— start of Document excerpt —

Memorandum Findings of Fact and Opinion
ATKINS, Judge: The respondent determined a deficiency in income tax for the taxable year 1962 in the amount of $133.73.
The issue presented is whether amounts expended by petitioner John C. Martin, Jr., a patent examiner employed by the United States Patent Office, for tuition, books, and supplies in attending night law school classes are deductible as ordinary and necessary business expenses under section 162(a) of the Internal Revenue Code of 1954.
Findings of Fact
Some of the facts have been stipulated and are incorporated herein by this reference.
The petitioners are husband and wife residing in Arlington, Virginia. They filed a joint Federal income tax return for the taxable year 1962 with the district director of internal revenue, Richmond, Virginia. John C. Martin, Jr., will hereinafter be referred to as the petitioner.
The petitioner served in the United States Army from July 1954 to June 1957, at which time he returned to the University of Delaware and continued his courses which led to his receiving, in June 1960, a bachelor's degree in chemistry.
Sometime during his last year of attendance at the University of Delaware the petitioner considered various careers within the field of chemistry. He was not interested in laboratory work on a full time basis. A document issued by the American Chemical Society described various occupations, one of which was that of patent examiner. At that time the petitioner developed an interest in the position of patent examiner. At the placement office of the university he saw a pamphlet issued by the Civil Service Commission announcing an examination for patent examiner. He also saw a pamphlet issued by the Patent Office entitled "A Career for Engineers and Scientists," in which it was stated that new patent examiners might enroll in the evening law school of one of the four major universities in the Washington, D.C. area. The idea of combining the knowledge of organic chemistry and law appealed to the petitioner. He was not financially able to go to law school full time, and a career as a patent examiner, which would permit him to pursue his legal studies at night, interested him. Accordingly, sometime during the winter of 1959-1960, he took the Law School Admissions Test and about the same time inquired of George Washington University Law School (located in Washington, D.C.) concerning application for admission. This was done before he made any application to the Patent Office, since he was not interested in taking a position as a patent examiner unless he could be admitted to law school. From examining the pamphlet issued by the Patent Office, he was aware that at that time, 1 in general, a law degree or membership in the bar of a state was required for promotion to the top supervisory and technical positions in the Patent Office, and he did not want to take a position in that office unless he had the opportunity to obtain the qualifications necessary for such higher positions.
In the spring of 1960 petitioner applied for a job as a patent examiner with the United States Patent Office. Sometime during the summer of 1960, he moved to the Washington, D.C., area and was employed by a bank. In September 1960, he enrolled in the George Washington University Law School as a degree candidate, taking night courses. In October 1960, he went to work for a patent law firm as a patent searcher. In March 1961, he received from the Patent Office an offer of employment as a patent examiner, but he did not accept it. He received another such offer from the Patent Office in December 1961, which he accepted. He began his employment there as a patent examiner in February 1962, and was so employed at the time of the trial of this case. At that time, he had completed 38 of the 80 credit hours of courses required for a bachelor of laws degree. He continued his course of night study at the law school and received the degree of LL.B. in June 1964. In July 1964, he took the District of Columbia Bar examination but was unsuccessful.

— end of Document excerpt —

| Given instruction |
Carry the opinion on the patent examiner's law school expenses forward from its final sentence. The data after this point comes from a separate source.

— start of Extracted information —

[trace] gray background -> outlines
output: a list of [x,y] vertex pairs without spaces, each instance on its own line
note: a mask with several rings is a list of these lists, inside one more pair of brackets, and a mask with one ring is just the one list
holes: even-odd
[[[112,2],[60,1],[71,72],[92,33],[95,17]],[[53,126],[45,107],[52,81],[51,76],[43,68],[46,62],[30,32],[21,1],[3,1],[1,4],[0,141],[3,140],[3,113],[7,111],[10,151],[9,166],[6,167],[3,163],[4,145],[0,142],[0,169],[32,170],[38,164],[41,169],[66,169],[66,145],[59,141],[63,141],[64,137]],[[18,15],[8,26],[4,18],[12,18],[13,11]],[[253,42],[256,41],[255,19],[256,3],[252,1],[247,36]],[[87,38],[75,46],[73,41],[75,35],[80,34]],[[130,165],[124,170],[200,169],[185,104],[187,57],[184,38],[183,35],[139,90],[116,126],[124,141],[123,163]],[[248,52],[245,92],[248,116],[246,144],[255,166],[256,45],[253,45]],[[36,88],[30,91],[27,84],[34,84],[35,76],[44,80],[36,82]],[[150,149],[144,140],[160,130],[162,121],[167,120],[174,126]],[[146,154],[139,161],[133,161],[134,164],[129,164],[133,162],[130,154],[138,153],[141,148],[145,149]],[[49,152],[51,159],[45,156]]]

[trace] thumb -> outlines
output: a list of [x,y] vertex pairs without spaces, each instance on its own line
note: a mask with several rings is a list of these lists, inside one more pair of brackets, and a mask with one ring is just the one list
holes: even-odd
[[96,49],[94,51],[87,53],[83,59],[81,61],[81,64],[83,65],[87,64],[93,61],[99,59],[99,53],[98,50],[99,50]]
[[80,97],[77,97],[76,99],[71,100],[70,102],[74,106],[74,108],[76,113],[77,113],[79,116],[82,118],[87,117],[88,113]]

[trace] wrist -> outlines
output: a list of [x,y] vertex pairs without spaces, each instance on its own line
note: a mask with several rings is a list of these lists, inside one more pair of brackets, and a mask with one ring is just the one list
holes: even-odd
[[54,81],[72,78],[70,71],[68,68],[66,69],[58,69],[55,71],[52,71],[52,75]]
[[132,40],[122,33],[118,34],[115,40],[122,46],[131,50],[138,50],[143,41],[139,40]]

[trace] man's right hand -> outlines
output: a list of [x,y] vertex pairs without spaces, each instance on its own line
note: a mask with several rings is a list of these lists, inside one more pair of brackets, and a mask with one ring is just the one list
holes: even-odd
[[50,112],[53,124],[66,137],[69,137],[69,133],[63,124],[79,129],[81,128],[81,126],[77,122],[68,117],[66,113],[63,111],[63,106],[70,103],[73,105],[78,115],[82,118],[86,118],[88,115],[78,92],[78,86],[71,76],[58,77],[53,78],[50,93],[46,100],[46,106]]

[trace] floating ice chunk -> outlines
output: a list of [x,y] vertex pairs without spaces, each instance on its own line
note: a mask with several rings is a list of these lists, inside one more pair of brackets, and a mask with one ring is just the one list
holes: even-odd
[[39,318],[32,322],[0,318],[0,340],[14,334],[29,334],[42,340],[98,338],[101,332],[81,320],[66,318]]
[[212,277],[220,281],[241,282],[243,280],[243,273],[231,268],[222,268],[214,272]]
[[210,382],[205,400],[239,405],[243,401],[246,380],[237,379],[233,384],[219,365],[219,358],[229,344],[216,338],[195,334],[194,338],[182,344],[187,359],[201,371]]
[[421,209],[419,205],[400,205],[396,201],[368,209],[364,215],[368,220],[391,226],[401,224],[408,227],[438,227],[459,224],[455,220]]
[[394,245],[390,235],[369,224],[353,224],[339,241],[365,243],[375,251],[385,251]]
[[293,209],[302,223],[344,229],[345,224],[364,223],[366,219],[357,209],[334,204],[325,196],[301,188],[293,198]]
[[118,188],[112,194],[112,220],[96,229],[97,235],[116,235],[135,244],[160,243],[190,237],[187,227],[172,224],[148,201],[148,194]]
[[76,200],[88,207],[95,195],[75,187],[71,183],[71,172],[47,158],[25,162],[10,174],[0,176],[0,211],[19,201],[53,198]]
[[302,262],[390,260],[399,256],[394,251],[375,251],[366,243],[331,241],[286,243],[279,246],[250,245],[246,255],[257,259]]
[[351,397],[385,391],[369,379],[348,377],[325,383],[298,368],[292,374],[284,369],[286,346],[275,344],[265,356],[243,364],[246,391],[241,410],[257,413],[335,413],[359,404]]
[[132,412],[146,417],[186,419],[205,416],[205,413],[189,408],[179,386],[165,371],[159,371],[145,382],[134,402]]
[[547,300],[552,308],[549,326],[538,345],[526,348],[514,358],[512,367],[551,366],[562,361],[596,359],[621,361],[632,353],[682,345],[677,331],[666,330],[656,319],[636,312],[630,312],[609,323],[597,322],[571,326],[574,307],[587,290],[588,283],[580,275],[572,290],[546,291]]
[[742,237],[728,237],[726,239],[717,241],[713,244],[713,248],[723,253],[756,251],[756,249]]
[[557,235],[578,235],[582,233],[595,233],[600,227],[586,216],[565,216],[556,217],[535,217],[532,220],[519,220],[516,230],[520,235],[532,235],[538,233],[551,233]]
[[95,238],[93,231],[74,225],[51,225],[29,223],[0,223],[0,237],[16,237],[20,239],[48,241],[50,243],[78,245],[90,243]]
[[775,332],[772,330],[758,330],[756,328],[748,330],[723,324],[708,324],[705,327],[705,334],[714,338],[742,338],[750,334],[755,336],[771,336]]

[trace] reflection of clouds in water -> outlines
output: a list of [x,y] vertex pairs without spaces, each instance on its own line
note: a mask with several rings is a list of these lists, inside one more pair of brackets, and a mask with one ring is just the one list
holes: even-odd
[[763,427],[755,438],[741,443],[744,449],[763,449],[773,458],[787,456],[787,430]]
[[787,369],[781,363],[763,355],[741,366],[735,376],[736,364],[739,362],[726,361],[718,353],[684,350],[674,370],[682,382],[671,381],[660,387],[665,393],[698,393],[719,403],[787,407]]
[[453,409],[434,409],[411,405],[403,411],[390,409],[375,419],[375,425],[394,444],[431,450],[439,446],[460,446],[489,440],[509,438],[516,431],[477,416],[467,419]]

— end of Extracted information —

| Reply |
The courses which the petitioner took at George Washington University Law School during the year 1962 were:
| Federal Income Tax | 3 credit hours |
| Trusts & Estates | 3 credit hours |
| Evidence | 4 credit hours |
| Copyright Law | 2 credit hours |
| Equity | 2 credit hours |
| Constitutional Law | 4 credit hours |
When first employed in 1962 as a patent examiner the petitioner was placed in grade GS-7, having met the minimum educational and experience requirements prescribed for a patent examiner in that grade. 2 Later in that year he was promoted to grade GS-9. He served in Division 60 of the Patent Office which dealt with polymer chemistry (resins) and photographic chemistry. He primarily handled patent applications in the fields of ion exchange resins, polycarbonate resins, and phenolic resins.
In general the duties of a patent examiner are to examine patent applications to determine whether a patent should be granted. 3 This involves an analysis of the claim in the application to see whether it meets formal requirements, a search of all prior art relating to the particular claimed invention, formulating decisions as to whether the claimed subject matter is patentable, and writing an "action" in the case. If no equivalent invention in the prior art is found the examiner recommends that a patent be allowed. He conducts interviews with applicants, patent attorneys and patent agents 4 with a view to overcoming objections and rejections. However, a patent examiner below those in grade GS-12 is not authorized to reach final conclusions with respect to issues, although he may participate in the negotiations. When an interference arises (that is, when two applicants are claiming the same invention) the patent examiner makes a search for precedents and assists a primary examiner (one who is employed in grade GS-14 or GS-15), who resolves the issue. If a patent application is rejected the applicant may appeal to the Board of Appeals, an administrative body within the Patent Office. Patent examiners do not appear before such board, but there is filed with the board by a primary examiner a brief which is usually written by the examiner who examined the patent application. In the event of an adverse decision by the board, the applicant may appeal to the Court of Customs and Patent Appeals or to the United States District Court for the District of Columbia. In such a proceeding the Patent Office is represented by attorneys who are employed in the Solicitor's Branch of the Patent Office. Patent examiners are not required to prepare any documents or pleadings for the presentation of a case to any court.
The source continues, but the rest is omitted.